▶ AUFGABE
Führe den Forumsverlauf über die Randgestaltung am Teich weiter, und zwar direkt nach „Hallo Willi!“.

Na, dann seh ich keine Probleme. Such Dir eine hübsche Sorte aus, die vielleicht nicht ganz so groß wird und stelle sie so, dass sie nicht so stark von Deinem Bachlauf beeinträchtigt wird. Ich hab z.B. eine __ Froebeli, die trotz ständiger leichter Strömung wie verrückt blüht...Also ran an den Speck!


----------



## Teichmaus (18. Apr. 2008)

*AW: Hilfe bei der Randgestaltung*

Hallo !
Und wo bekomme ich diesen NG-Katalog???


----------



## ösiwilli (18. Apr. 2008)

*AW: Hilfe bei der Randgestaltung*

Servus Petra,

guck mal da

Liebe Grüsse - Willi


----------



## Teichmaus (18. Apr. 2008)

*AW: Hilfe bei der Randgestaltung*

Hallo Willi!

▶ VORLIEGENDE ANGABEN

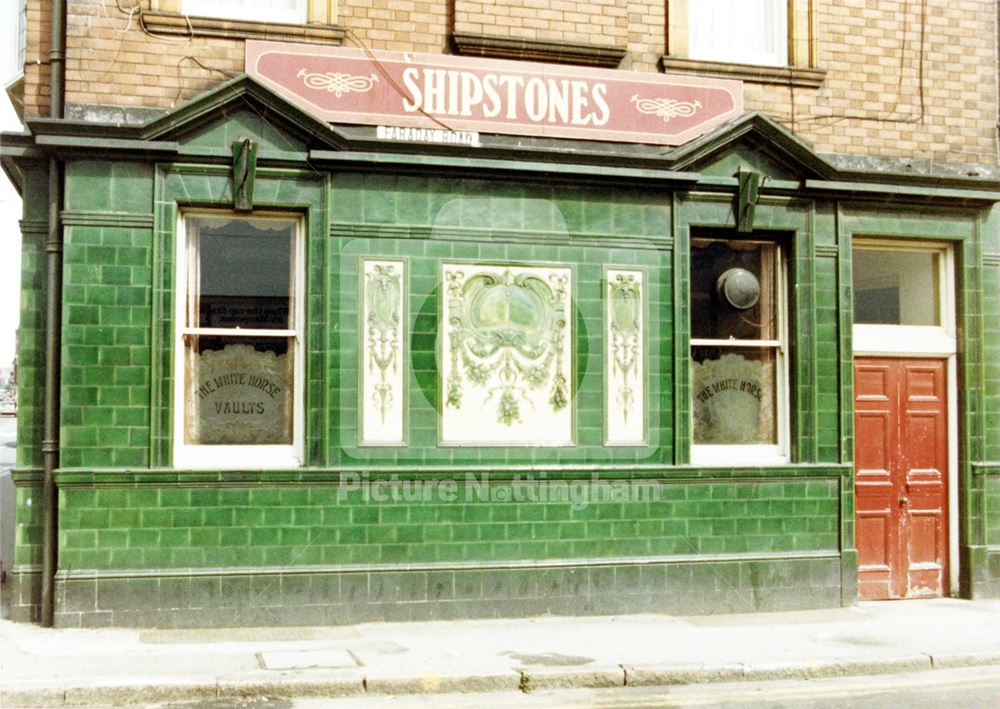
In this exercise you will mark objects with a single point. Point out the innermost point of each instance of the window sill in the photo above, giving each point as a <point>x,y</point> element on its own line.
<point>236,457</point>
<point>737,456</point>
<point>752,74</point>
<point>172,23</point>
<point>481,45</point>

* * *

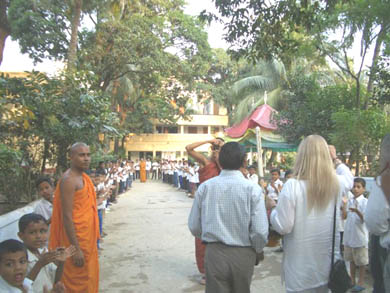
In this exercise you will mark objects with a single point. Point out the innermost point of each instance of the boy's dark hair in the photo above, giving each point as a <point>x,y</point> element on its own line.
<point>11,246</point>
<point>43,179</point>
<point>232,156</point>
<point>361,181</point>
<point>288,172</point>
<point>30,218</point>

▶ ANTWORT
Vielen Dank für deine Info. 
Übrings deine Hompage gefällt mir.
Lg Petra


----------



## Schmalli (28. Apr. 2008)

*AW: Hilfe bei der Randgestaltung*

So sieht er jetzt aus...
Jedoch habe ich das Problem das ich bald jeden 2. Tag Wasser nachfüllen muß. Ein Loch habe ich nicht entdeckt... ist es möglich das die Pflanzen viel Wasser ziehen....


----------



## Silke (28. Apr. 2008)

*AW: Hilfe bei der Randgestaltung*

Hallo,
kann sein, daß die Steinfolie etwas Wasser zieht, die Pflanzen auch. Wieviel genau füllst du denn nach? Läuft dein Bach die ganze Zeit? Wenn ja, da geht auch jede Menge Wasser drauf...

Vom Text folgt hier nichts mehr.